Reproduce, word for word, the part of the letter replying to Derek Nye below that runs from "But Mr Derek" up to and including "August 10, 2004)".

--- START OF TEXT EXCERPT ---

It is the Catholic Church of the USA that for the first time considered the Catholics, hence all Americans since the Catholic Church considers itself as universal, had to "remember, reconcile and recommit" themselves to serving justice for and to American Indians. I just wonder why Congress just passed big packages of reparations to Reservation Indians and Black farmers or sharecroppers, or their descendants?

Mr Derek Nye rejects Obama. Who cares? Obama was just very fairly re-elected which was not the case of some others.

But Mr Derek Nye should get out of his images: I do not teach in a public university. I do not wear patched sleeve tweed coats. I am not from his picture book.

The use of apologist with that meaning of his is so far not listed in dictionaries. I found another approach though:

"Starting Out as an Apologist
"People often ask, "How should I begin to train myself to defend my faith? How do I prepare for the inevitable knock on the door? I don't want to have to stand there open-mouthed." The best place to start your homework is the Bible. Almost every American home has one. It's either a well-worn, well-used book (if that's how it is in your home, you may skip the next several paragraphs), or it's the book with the thickest layer of dust. " (Robert H. Brom, Bishop of San Diego, August 10, 2004)

--- END OF TEXT EXCERPT ---
--- START OF LISTED RECORDS ---

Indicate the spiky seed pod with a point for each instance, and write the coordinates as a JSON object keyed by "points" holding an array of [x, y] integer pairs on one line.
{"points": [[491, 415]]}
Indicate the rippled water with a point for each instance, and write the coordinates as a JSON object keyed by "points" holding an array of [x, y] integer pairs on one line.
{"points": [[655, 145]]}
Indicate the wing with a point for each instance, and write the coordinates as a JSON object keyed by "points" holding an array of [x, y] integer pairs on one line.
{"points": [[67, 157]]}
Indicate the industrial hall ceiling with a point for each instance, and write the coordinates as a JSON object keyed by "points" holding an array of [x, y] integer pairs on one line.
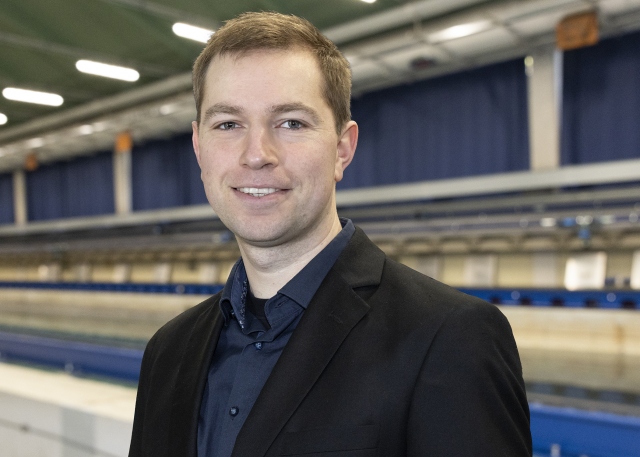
{"points": [[43, 44]]}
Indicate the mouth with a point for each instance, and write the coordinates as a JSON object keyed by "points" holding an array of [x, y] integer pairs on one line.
{"points": [[257, 191]]}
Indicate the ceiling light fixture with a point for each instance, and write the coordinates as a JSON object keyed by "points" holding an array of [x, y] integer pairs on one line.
{"points": [[106, 70], [459, 31], [192, 32], [32, 96]]}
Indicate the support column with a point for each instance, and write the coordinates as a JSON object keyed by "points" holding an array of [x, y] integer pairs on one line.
{"points": [[544, 71], [19, 197], [122, 173]]}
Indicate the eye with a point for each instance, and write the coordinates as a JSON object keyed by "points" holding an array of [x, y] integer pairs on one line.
{"points": [[292, 124], [229, 125]]}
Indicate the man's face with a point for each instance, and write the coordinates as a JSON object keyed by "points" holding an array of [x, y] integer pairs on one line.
{"points": [[268, 149]]}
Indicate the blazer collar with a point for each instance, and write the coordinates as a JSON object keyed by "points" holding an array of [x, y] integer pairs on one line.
{"points": [[333, 312]]}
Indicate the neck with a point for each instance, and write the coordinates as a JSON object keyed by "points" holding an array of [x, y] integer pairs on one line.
{"points": [[270, 268]]}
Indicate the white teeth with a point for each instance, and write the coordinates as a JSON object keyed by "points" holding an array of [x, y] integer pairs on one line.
{"points": [[257, 192]]}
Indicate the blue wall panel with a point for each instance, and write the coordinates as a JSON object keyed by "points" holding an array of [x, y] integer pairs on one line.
{"points": [[466, 124], [165, 174], [82, 186], [601, 102], [6, 198]]}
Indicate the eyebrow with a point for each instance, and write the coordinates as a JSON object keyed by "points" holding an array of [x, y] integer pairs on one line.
{"points": [[289, 107], [221, 108]]}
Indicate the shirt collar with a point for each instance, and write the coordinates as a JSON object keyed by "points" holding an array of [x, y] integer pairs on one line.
{"points": [[301, 288]]}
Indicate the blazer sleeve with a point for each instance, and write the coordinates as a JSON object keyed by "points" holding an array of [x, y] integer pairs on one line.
{"points": [[469, 398], [137, 446]]}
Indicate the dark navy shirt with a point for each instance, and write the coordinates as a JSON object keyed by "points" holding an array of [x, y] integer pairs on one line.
{"points": [[248, 350]]}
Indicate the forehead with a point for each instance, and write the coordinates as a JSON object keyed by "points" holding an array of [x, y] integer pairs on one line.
{"points": [[291, 69]]}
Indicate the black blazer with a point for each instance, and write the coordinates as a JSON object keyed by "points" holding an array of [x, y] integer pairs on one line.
{"points": [[385, 362]]}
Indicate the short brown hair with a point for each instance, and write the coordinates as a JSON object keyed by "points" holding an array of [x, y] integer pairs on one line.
{"points": [[268, 30]]}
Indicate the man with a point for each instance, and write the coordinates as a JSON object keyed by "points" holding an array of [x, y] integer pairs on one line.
{"points": [[318, 345]]}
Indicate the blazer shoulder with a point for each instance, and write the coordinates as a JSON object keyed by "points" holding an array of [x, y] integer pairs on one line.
{"points": [[419, 290]]}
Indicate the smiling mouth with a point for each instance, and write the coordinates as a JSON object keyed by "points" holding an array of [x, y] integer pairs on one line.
{"points": [[257, 192]]}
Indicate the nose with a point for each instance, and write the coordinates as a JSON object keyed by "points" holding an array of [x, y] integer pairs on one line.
{"points": [[259, 150]]}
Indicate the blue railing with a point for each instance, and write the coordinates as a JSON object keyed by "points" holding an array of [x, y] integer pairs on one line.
{"points": [[577, 433], [611, 299], [201, 289], [573, 432], [72, 356]]}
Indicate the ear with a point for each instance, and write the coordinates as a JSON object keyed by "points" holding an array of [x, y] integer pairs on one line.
{"points": [[346, 148], [195, 141]]}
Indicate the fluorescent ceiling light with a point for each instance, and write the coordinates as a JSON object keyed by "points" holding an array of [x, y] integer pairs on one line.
{"points": [[85, 129], [108, 71], [32, 96], [192, 32], [459, 31], [35, 143]]}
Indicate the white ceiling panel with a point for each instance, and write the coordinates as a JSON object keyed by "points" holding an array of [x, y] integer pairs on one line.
{"points": [[615, 7], [481, 43], [367, 69], [546, 21], [401, 60]]}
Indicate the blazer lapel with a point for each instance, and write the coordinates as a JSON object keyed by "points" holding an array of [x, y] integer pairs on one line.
{"points": [[331, 315], [191, 379]]}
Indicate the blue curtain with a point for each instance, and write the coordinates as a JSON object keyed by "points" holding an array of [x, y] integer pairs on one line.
{"points": [[466, 124], [6, 198], [601, 102], [82, 186], [165, 174]]}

--- END OF LISTED RECORDS ---

## COMPLETE RESPONSE
But Mr Derek Nye should get out of his images: I do not teach in a public university. I do not wear patched sleeve tweed coats. I am not from his picture book.

The use of apologist with that meaning of his is so far not listed in dictionaries. I found another approach though:

"Starting Out as an Apologist
"People often ask, "How should I begin to train myself to defend my faith? How do I prepare for the inevitable knock on the door? I don't want to have to stand there open-mouthed." The best place to start your homework is the Bible. Almost every American home has one. It's either a well-worn, well-used book (if that's how it is in your home, you may skip the next several paragraphs), or it's the book with the thickest layer of dust. " (Robert H. Brom, Bishop of San Diego, August 10, 2004)